**STATED TASK:** Print, without any changes, the lines of the records below from the line containing "The service MUST return one point per instance of the green" through the line containing "pixel 306 249", and nothing else.

Pointing records:
-- begin --
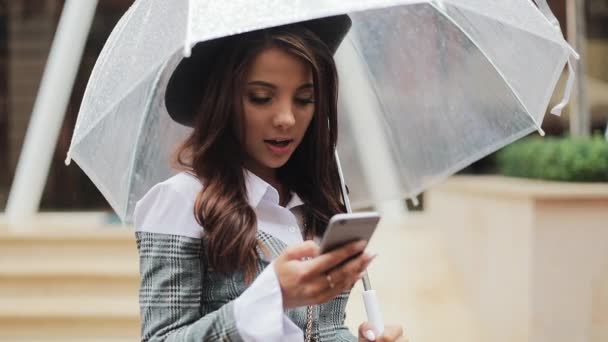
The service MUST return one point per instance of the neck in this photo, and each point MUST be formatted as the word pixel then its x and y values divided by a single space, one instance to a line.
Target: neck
pixel 270 177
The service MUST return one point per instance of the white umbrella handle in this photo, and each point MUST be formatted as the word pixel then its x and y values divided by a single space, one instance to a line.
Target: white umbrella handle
pixel 374 316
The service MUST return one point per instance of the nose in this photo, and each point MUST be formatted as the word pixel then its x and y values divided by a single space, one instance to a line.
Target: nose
pixel 284 117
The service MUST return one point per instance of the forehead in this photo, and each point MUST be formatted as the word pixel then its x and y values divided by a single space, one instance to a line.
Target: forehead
pixel 279 67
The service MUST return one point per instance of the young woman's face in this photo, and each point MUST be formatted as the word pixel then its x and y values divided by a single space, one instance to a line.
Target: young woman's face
pixel 278 103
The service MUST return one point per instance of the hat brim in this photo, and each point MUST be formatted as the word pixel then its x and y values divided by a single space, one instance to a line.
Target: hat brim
pixel 187 82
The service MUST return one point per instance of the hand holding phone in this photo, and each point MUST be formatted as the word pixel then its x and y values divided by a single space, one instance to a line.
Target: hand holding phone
pixel 345 228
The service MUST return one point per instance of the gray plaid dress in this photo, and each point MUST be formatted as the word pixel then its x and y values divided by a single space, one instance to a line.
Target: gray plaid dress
pixel 183 299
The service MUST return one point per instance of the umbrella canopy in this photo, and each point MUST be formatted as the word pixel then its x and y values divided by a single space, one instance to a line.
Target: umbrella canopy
pixel 427 87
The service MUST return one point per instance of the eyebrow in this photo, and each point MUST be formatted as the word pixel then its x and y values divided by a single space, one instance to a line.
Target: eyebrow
pixel 272 86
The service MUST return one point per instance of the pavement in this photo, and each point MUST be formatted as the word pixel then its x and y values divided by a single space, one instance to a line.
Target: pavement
pixel 415 284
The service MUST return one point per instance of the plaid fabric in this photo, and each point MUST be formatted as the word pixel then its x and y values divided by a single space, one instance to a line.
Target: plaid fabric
pixel 183 299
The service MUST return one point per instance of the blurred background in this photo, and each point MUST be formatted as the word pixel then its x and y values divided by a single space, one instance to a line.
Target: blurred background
pixel 515 248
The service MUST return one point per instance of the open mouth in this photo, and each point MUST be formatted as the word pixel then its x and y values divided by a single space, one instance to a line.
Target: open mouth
pixel 278 143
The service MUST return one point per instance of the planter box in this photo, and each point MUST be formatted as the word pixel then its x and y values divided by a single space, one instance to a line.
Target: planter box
pixel 532 255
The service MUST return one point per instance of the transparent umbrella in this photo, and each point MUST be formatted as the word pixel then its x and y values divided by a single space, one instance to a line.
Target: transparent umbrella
pixel 427 87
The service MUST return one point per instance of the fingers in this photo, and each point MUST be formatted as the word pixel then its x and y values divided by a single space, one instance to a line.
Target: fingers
pixel 391 333
pixel 303 250
pixel 366 332
pixel 327 261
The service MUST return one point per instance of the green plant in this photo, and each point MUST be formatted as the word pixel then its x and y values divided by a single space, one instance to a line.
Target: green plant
pixel 574 159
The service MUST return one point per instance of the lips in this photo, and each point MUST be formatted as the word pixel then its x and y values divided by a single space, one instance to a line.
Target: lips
pixel 278 142
pixel 279 146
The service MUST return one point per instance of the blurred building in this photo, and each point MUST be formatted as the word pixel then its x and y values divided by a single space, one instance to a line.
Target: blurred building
pixel 27 28
pixel 26 32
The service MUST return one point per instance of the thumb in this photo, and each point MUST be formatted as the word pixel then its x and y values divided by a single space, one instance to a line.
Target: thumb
pixel 367 332
pixel 306 249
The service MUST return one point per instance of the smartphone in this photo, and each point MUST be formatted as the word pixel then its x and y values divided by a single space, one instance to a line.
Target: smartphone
pixel 345 228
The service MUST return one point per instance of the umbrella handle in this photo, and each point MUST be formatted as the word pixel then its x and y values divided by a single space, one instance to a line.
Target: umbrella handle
pixel 374 316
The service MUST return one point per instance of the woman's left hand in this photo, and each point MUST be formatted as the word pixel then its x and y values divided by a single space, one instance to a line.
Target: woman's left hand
pixel 392 333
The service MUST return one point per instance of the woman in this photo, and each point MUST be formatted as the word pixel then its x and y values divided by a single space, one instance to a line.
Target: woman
pixel 222 244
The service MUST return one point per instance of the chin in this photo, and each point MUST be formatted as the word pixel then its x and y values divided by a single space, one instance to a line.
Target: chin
pixel 277 163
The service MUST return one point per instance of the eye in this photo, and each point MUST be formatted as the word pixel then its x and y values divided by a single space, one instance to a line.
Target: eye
pixel 304 101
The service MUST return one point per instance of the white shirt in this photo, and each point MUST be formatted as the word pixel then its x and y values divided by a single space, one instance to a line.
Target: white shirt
pixel 263 297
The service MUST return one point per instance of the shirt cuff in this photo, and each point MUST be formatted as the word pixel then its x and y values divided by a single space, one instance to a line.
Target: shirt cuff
pixel 258 311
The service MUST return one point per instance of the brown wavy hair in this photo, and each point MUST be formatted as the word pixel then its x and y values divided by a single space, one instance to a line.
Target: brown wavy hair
pixel 214 151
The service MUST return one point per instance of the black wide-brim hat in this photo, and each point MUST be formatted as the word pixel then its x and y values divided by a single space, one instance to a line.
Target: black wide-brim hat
pixel 185 87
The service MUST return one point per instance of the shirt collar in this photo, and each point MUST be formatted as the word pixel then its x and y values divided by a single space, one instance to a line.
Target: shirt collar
pixel 258 190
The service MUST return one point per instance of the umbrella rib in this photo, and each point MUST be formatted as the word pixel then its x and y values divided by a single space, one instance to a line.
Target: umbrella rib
pixel 466 34
pixel 126 94
pixel 514 25
pixel 116 32
pixel 139 134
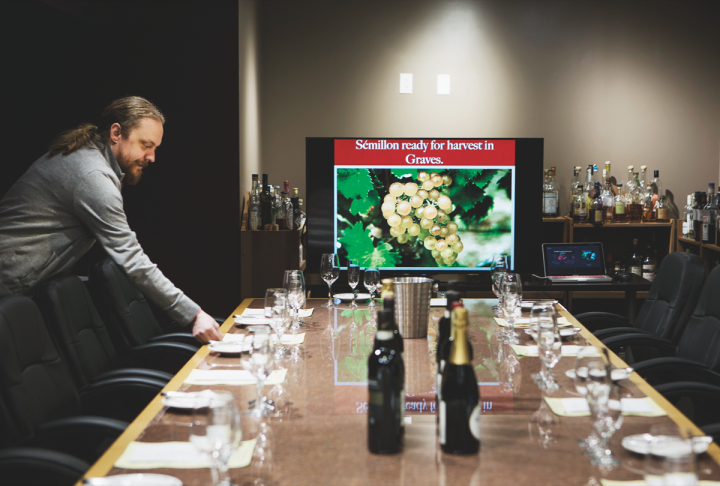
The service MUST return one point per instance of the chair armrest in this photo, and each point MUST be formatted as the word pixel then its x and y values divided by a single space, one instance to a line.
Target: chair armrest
pixel 30 466
pixel 595 321
pixel 665 346
pixel 135 373
pixel 659 371
pixel 121 398
pixel 603 334
pixel 91 436
pixel 177 337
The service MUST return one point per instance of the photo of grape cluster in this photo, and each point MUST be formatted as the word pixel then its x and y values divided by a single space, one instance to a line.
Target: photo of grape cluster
pixel 409 207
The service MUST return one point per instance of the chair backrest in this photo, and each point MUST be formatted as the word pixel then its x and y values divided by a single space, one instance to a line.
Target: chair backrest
pixel 701 339
pixel 76 327
pixel 122 306
pixel 35 383
pixel 672 296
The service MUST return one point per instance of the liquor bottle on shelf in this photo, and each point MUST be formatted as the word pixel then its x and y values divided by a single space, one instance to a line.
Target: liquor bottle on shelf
pixel 266 203
pixel 688 219
pixel 443 337
pixel 634 206
pixel 386 387
pixel 657 184
pixel 711 209
pixel 663 212
pixel 620 209
pixel 636 260
pixel 608 199
pixel 254 210
pixel 649 265
pixel 550 195
pixel 630 184
pixel 649 212
pixel 596 207
pixel 459 409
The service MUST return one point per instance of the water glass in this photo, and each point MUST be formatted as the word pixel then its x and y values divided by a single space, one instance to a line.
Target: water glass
pixel 329 271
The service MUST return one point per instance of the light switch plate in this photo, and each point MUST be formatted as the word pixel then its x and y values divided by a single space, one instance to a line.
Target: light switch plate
pixel 443 84
pixel 405 83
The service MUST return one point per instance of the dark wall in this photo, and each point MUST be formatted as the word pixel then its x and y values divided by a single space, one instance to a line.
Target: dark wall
pixel 63 61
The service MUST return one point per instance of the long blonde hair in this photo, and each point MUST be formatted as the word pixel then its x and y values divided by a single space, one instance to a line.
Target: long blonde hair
pixel 127 111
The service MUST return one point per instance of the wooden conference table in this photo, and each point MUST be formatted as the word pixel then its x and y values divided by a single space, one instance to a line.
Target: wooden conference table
pixel 323 439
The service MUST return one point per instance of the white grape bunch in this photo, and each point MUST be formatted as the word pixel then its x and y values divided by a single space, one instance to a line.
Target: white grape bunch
pixel 414 208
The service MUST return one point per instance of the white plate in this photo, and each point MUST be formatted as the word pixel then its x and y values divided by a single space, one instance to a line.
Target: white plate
pixel 139 479
pixel 640 444
pixel 236 347
pixel 616 374
pixel 349 296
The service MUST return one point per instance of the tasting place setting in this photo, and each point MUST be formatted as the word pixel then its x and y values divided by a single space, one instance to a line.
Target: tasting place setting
pixel 302 419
-- end --
**SOLUTION:**
The service MUST return one point per instance of the green plant in this photo, and each point MUST be formatted as the word pixel then its x and y values divided by a single space, one instance to a line.
Target: green plant
pixel 574 159
The service MUST return one point per instance of the lips in this photo, and each point MUST be formatted as the word pixel then its x and y values divided by a single space, one instance to a line.
Target: lips
pixel 278 142
pixel 279 146
The service MUST return one point per instance of the blurred building in this photo, and each point MUST be formatted as the word pixel then its x and y values divided by a single space, one instance to a line.
Target: blurred building
pixel 27 28
pixel 26 32
The service MUST return one point per instance of the thumb in this photo, and each point MUST be formatted as the word pixel then its x and y values divided by a single space, one instance to a line.
Target: thumb
pixel 367 332
pixel 306 249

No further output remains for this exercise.